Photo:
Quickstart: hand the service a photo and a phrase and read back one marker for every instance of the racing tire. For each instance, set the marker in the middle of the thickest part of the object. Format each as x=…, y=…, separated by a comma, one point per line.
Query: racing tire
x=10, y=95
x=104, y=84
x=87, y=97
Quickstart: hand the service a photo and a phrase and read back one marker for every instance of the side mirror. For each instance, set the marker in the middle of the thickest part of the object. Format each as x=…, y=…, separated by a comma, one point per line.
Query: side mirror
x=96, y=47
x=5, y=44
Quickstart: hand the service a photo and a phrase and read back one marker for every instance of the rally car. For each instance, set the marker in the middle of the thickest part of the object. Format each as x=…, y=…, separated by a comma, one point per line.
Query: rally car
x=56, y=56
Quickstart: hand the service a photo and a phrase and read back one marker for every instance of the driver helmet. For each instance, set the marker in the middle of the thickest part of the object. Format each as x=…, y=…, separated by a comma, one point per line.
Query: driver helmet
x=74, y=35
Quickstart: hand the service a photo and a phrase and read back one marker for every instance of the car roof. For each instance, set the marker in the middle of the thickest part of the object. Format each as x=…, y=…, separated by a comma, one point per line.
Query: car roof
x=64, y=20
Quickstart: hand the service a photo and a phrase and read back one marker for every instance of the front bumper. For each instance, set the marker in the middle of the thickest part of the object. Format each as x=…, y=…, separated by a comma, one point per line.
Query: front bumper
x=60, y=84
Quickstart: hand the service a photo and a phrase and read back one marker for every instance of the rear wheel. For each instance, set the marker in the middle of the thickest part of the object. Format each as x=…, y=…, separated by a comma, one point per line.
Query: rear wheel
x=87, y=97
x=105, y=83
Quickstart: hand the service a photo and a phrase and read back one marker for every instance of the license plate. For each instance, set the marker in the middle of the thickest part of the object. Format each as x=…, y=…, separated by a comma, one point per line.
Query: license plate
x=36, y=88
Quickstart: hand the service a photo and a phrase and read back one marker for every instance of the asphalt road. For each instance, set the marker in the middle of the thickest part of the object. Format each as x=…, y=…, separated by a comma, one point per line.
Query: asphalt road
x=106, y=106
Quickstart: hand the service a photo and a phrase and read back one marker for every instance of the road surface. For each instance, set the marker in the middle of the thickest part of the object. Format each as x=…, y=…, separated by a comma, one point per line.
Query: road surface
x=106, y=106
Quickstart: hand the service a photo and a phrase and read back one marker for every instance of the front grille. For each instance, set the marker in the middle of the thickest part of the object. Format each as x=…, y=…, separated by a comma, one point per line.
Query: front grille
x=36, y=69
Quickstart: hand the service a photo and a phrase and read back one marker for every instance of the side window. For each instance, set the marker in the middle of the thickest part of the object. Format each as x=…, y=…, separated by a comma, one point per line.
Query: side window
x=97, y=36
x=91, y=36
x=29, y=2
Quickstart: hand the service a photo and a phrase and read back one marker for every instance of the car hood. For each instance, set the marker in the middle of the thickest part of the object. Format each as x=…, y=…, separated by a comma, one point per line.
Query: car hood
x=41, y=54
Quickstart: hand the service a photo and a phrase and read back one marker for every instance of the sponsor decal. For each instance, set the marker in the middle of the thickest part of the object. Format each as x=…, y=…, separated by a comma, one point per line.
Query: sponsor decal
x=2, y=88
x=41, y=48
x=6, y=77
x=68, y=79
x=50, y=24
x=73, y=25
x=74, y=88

+---+

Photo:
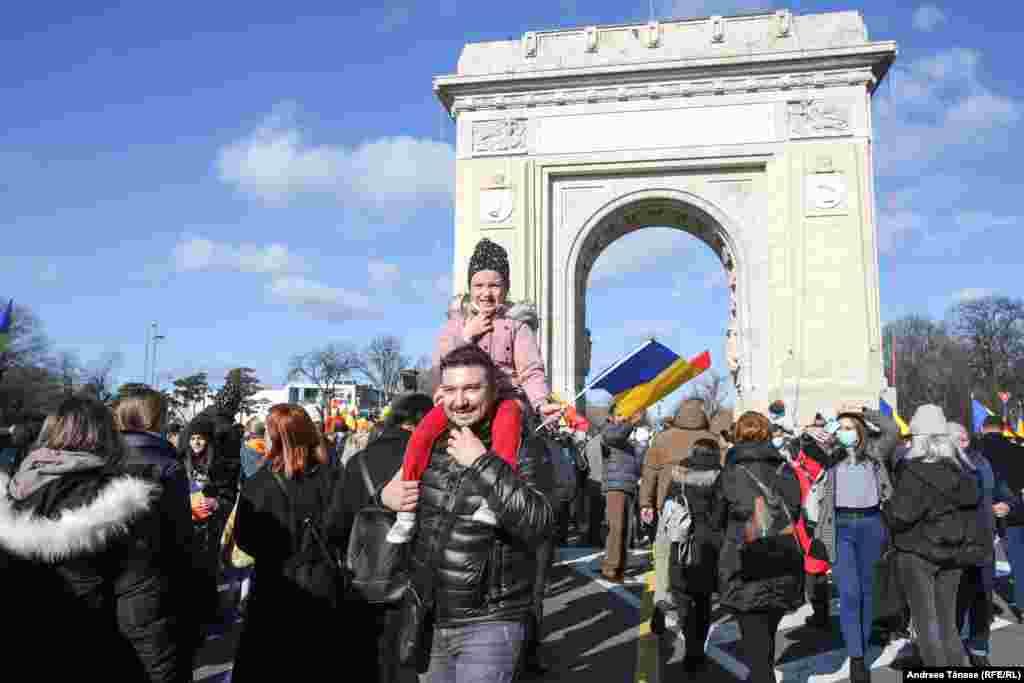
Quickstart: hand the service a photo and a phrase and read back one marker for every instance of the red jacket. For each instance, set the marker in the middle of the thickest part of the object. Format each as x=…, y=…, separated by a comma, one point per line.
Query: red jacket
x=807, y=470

+---+

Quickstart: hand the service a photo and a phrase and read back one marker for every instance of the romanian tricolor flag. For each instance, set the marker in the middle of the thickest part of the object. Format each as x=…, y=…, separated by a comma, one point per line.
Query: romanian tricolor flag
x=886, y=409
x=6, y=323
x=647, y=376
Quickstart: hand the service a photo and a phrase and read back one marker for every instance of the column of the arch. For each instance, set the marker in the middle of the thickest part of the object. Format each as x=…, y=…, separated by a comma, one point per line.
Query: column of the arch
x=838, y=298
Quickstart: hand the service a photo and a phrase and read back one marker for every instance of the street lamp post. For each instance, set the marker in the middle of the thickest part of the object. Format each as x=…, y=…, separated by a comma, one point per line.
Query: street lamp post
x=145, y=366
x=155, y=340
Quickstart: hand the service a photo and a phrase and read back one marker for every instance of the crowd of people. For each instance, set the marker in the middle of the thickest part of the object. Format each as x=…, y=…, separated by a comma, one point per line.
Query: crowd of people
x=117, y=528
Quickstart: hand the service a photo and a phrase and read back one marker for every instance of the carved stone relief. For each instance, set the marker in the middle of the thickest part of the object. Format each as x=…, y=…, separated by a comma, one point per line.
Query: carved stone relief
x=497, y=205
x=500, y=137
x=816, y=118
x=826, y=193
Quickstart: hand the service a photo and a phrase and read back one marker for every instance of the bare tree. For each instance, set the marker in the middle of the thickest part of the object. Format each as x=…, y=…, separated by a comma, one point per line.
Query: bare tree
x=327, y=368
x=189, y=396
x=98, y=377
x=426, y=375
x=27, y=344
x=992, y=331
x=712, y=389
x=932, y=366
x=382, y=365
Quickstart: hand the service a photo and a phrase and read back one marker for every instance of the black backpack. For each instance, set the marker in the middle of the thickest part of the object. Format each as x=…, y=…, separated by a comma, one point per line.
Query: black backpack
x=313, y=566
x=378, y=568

+---+

> Task instructions
Report each line of the items above that contains the string "lamp", reproducing every such line in full.

> Response below
Quickstart: hand the service a photo and a phrase and read back one marker for every instance of the street lamp post. For each instance, set the marker in the middle of the thickest part of the object. Format each as x=…, y=…, separated by a comma, one point per line.
Query: street lamp post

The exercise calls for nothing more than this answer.